# [USING THE INFORMATION]
(a) In the article about the Drexel Building sale, list every figure that is written in numerals, in the order it appears.
(b) Carry the article about the Drexel Building sale forward from its last sentence.

# [PAGE TEXT]

┌──

PHILADELPHIA — An architecturally significant structure at 15th and Walnut streets in Philadelphia, the Drexel Building, that was home to one of the city’s major financial institutions, was sold for $11.5 million.
The deal was between two local private partnerships that didn’t divulge their identities. The sale was arranged by Mallin Panchelli Nadel.
The six-story, 56,000-square-foot building was constructed in 1925 for Drexel & Co., a bank headed at one point by Edward T. Stotesbury, a financier and one of the country’s wealthiest men. It was under Stotesbury’s reign at the bank, during the early part of the early 20th century, that the building was constructed.
Stotesbury desired a structure fit for the Medicis, famed Florentine bankers of the 15th century, who Stotesbury’s lavish lifestyle was modeled after.
He “established standards for luxurious living and working conditions worthy of the greatest captains of finance,” said a 1979 nomination form to put the building on the National Register of Historic Places, a designation that it received.

└──

# [EXTRACTED RECORDS]
┌──

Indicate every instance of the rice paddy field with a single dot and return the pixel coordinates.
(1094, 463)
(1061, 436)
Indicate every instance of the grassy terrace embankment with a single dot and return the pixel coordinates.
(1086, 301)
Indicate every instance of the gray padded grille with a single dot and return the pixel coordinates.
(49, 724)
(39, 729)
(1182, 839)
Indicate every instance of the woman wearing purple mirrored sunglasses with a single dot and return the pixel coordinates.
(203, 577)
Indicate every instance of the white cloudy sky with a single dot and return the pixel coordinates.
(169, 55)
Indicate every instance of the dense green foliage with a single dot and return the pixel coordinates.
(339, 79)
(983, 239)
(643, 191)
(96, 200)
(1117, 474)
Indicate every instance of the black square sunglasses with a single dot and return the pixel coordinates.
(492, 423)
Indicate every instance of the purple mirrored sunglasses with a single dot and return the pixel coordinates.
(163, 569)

└──

# [OUTPUTS IN ORDER]
(a)
- 15th (15th and Walnut streets)
- $11.5 million
- 56,000 (square feet)
- 1925
- 20th (century)
- 15th (century)
- 1979

(b)
Taking cues from Stotesbury, the building was designed in the Renaissance style by Philadelphia architectural firm Day & Klauder. Its granite exterior is reminiscent of the Strozzi Palace in Florence, Italy. In keeping with characteristics of the Renaissance, the facade was designed to “belie its six stories and penthouse.” It appears more like a three-story structure.
The interior was also elaborately planned with detailed decorative elements throughout. A banking room on the first floor has marble wainscoting along with a paneled and coffered Renaissance ceiling that is gilded and creates the effect of a “jewel encrusted interior of a treasure chest.”
Drexel Bank eventually morphed into Drexel Firestone and later became part of the defunct and infamous Drexel Burnham Lambert firm that gained a sordid reputation in the 1980s with junk bonds.
The building currently houses a Bally’s fitness center on the lower level and offices on the upper floors. The new owner intends to keep the building as offices for now but could eventually reposition it for residential use, said Ken Mallin, who handled the sale with partner Josh Nadel.